Diese Geschichte, wenn man sie überhaupt als solche bezeichnen kann, wurde mir immer wieder erzählt, meistens von meiner Großmutter und manchmal auch von meiner Mutter. Es gibt keine Hauptfigur, keinen offensichtlichen Konflikt, kein befriedigendes Ende. So waren die Geschichten, die mir erzählt wurden, als ich jung war.

Heute stelle ich fest, dass Geschichten das Rückgrat, das Herz, die Lunge und der Atem des Menschseins sind, selbst Geschichten, die seltsam, sinnlos, unlogisch und ohne klare Moral sind. Vielleicht sind die unlogischen Geschichten sogar noch wichtiger. Geschichten können ein wirkungsvolles Mittel sein, um unsere Denkweise zu formen. Es wird angenommen, dass im alten Königreich Tibet eine der Methoden zur Führung der Nation das Geschichtenerzählen war.

Ich kann sehen, wie stark mich Geschichten als Kind geprägt haben. Wegen dieser Mondgeschichte erinnere ich mich daran, dass ich den Mond sehr aufmerksam beobachtet und geglaubt habe, dass er Omeletts isst. Ich habe den ganzen Himmel beobachtet und konnte all die verschiedenen Farben der Sterne sehen. Wenn ich heute in den Himmel schaue, scheint die Farbe der Sterne für immer verschwunden zu sein. Wie bei allem verblassen Eindrücke und Wahrnehmungen und verschwinden.

Man sagt, wenn man alt wird, wird man senil oder kindlicher. Wenn das bedeutet, dass man beginnt, zu seinen Kindheitserinnerungen zurückzukehren, dann denke ich, dass das stimmt. Es ist mehr als 40 Jahre her, seit mir diese Geschichte über den Mond erzählt wurde, und ich hatte sie fast völlig vergessen, aber plötzlich, letztes Jahr, hatte ich eine vage Erinnerung daran und wollte die ganze Geschichte hören. Ich habe mich sehr bemüht, die Quelle zu finden. Es dauerte viele Monate, in denen ich mit vielen Menschen sprach, und schließlich fand ich in meinem Heimatdorf Kurtoe in Bhutan einige Alte, die sich an die Geschichte erinnern konnten, obwohl sie verschiedene Versionen davon erzählten.

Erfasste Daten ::
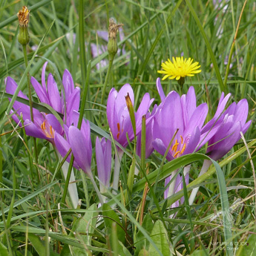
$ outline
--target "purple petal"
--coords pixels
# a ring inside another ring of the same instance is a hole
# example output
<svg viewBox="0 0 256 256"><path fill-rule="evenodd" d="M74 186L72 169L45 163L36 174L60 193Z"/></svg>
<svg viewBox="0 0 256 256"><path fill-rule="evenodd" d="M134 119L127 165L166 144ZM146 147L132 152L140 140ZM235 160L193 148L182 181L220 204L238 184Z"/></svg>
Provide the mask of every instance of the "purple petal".
<svg viewBox="0 0 256 256"><path fill-rule="evenodd" d="M104 155L102 144L99 142L98 137L96 138L96 144L95 144L95 153L96 153L96 160L97 163L97 170L98 170L98 177L99 180L105 185L105 162L104 162Z"/></svg>
<svg viewBox="0 0 256 256"><path fill-rule="evenodd" d="M46 115L45 119L49 122L56 132L59 134L63 134L62 127L54 115L52 114L48 114Z"/></svg>
<svg viewBox="0 0 256 256"><path fill-rule="evenodd" d="M74 85L71 74L65 69L62 76L62 85L64 87L65 96L67 100L69 99L70 95L74 90Z"/></svg>
<svg viewBox="0 0 256 256"><path fill-rule="evenodd" d="M217 111L216 113L214 114L215 118L218 118L219 116L223 112L225 108L226 108L226 105L228 102L228 100L229 99L231 96L231 93L229 93L226 96L226 97L224 98L224 93L221 93L221 96L219 101L219 104L217 108Z"/></svg>
<svg viewBox="0 0 256 256"><path fill-rule="evenodd" d="M69 128L68 137L76 162L85 173L89 174L91 158L89 156L90 148L87 140L82 131L74 126Z"/></svg>
<svg viewBox="0 0 256 256"><path fill-rule="evenodd" d="M108 31L97 30L97 34L99 37L101 37L105 42L108 41Z"/></svg>
<svg viewBox="0 0 256 256"><path fill-rule="evenodd" d="M51 140L50 138L48 138L45 136L42 129L40 129L38 126L36 126L33 122L31 122L30 120L25 120L24 122L24 126L27 135L32 136L36 138L47 140L50 141Z"/></svg>
<svg viewBox="0 0 256 256"><path fill-rule="evenodd" d="M10 94L14 94L15 91L16 91L18 85L16 83L16 82L10 77L7 76L5 79L5 84L6 84L6 92ZM18 96L28 99L26 95L24 95L21 91L18 93Z"/></svg>
<svg viewBox="0 0 256 256"><path fill-rule="evenodd" d="M240 122L241 125L243 125L247 119L248 115L248 102L247 99L241 99L237 105L234 116L234 122Z"/></svg>
<svg viewBox="0 0 256 256"><path fill-rule="evenodd" d="M40 102L50 105L48 96L47 95L47 92L43 90L43 88L37 82L37 80L34 77L32 76L30 82L31 82L33 87L34 88L34 89L36 91L36 93L38 97L40 99Z"/></svg>
<svg viewBox="0 0 256 256"><path fill-rule="evenodd" d="M192 134L186 136L184 142L186 143L186 146L183 155L193 153L195 151L200 140L200 131L197 127Z"/></svg>
<svg viewBox="0 0 256 256"><path fill-rule="evenodd" d="M242 132L243 134L247 131L248 128L251 125L252 122L252 120L249 120L243 126Z"/></svg>
<svg viewBox="0 0 256 256"><path fill-rule="evenodd" d="M47 80L48 95L50 99L50 105L54 110L58 112L62 112L62 100L58 90L57 84L56 83L53 76L50 73Z"/></svg>
<svg viewBox="0 0 256 256"><path fill-rule="evenodd" d="M54 144L62 157L65 157L68 151L70 149L70 145L69 143L58 133L54 134ZM70 162L71 154L70 154L66 160L67 162ZM79 167L76 161L73 162L73 167L76 169L79 169Z"/></svg>
<svg viewBox="0 0 256 256"><path fill-rule="evenodd" d="M43 65L43 68L42 70L42 76L41 76L41 80L42 80L42 86L43 88L43 90L45 91L47 91L47 88L46 88L46 85L45 85L45 69L46 69L46 66L47 65L47 62L46 62L44 65Z"/></svg>
<svg viewBox="0 0 256 256"><path fill-rule="evenodd" d="M158 93L159 93L159 95L160 96L161 101L163 102L165 99L165 93L163 91L163 88L162 88L162 85L161 85L161 80L160 80L160 79L159 77L157 79L157 91L158 91Z"/></svg>
<svg viewBox="0 0 256 256"><path fill-rule="evenodd" d="M112 88L108 94L107 102L107 118L108 125L111 130L112 134L117 134L116 132L117 128L114 125L114 116L115 115L115 100L117 96L117 91L114 88Z"/></svg>
<svg viewBox="0 0 256 256"><path fill-rule="evenodd" d="M167 148L163 143L163 141L160 139L156 139L152 142L154 148L163 156L165 155ZM174 157L171 155L169 152L167 153L166 159L168 161L174 160Z"/></svg>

Material erkunden ::
A - Warum hat die erzählende Person im Text über die Mondgeschichte den Mond als Kind so aufmerksam beobachtet? Antworte in ein bis drei Sätzen.
B - Als was bezeichnet der Text über die Mondgeschichte Geschichten im Hinblick auf das Menschsein? Nenne alle Bezeichnungen.
C - Führe den Text über die Mondgeschichte nach seinem letzten Satz fort.

Ergebnisse je Aufgabe ::
A - Der Grund war die Mondgeschichte, die ihr als Kind erzählt wurde. Durch sie glaubte sie, dass der Mond Omeletts isst.

B -
- das Rückgrat
- das Herz
- die Lunge
- der Atem

C -
Als ich in Bhutan und Sikkim aufwuchs, gab es einige sehr gute Erzähler, und ich bat sie immer um eine Geschichte. Die Sprache, die bhutanische Kinder verwenden, wenn sie um eine Geschichte bitten, hat etwas Tiefgründiges. Sie sagen: „Rungma te shigbi“. „Rungma“ bedeutet unter anderem „Bindung“ oder „Knoten“, und „shigbi“ bedeutet „bitte lösen“. Mit anderen Worten: Sie bitten eigentlich darum, das Paket zu öffnen, die Schnur zu lösen, damit die Geschichte freigesetzt werden kann. Wenn die Geschichtenerzähler zustimmten, ließen wir Kinder alles stehen und liegen, wickelten uns gemütlich in Decken ein, auch wenn es tagsüber war, und machten es uns bequem, um uns verzaubern zu lassen.

Es gab eine Geschichte über einen Hund, eine Emanation von Tara, der einen Jungen an viele verschiedene Orte führte, um verschiedene Aspekte des Lebens zu erfahren. Ich versuche immer noch, mich an diese bestimmte Geschichte zu erinnern.

Dann gab es noch die beliebte Geschichte der Vier Harmonischen Freunde – ein Elefant, ein Affe, ein Hase und ein Vogel – und wie sie alle als gute Freunde in einem Wald lebten. In diesem Wald stand ein großer Baum, der wirklich gute Früchte trug. Aber weil der Baum sehr hoch war, konnten sie die Früchte einzeln nicht erreichen. Lange Rede, kurzer Sinn: Sie stapelten sich alle übereinander, der Affe auf dem Elefanten, das Kaninchen auf dem Affen und der Vogel auf dem Kaninchen, damit der Vogel die Früchte herunterreichen, damit alle sie genießen konnten. In dieser Geschichte war es der Vogel, der die Idee hatte, und uns wurde erzählt, dass dieser Vogel niemand anderes als Buddha in seinem früheren Leben war. Die Moral der Geschichte war, dass unabhängig von der Spezies oder Größe, ob man nun Federn oder Stoßzähne hat, man die Früchte oder was auch immer man erreichen möchte, erreichen kann, solange man sich zusammenschließt und zusammenarbeitet.

Es gab auch die epische Geschichte von Gesar von Ling, deren fortlaufende Erzählung von sprechenden Schwertern und einem Pferd mit vier Augen (zwei davon unten) uns monatelang in ihren Bann zog.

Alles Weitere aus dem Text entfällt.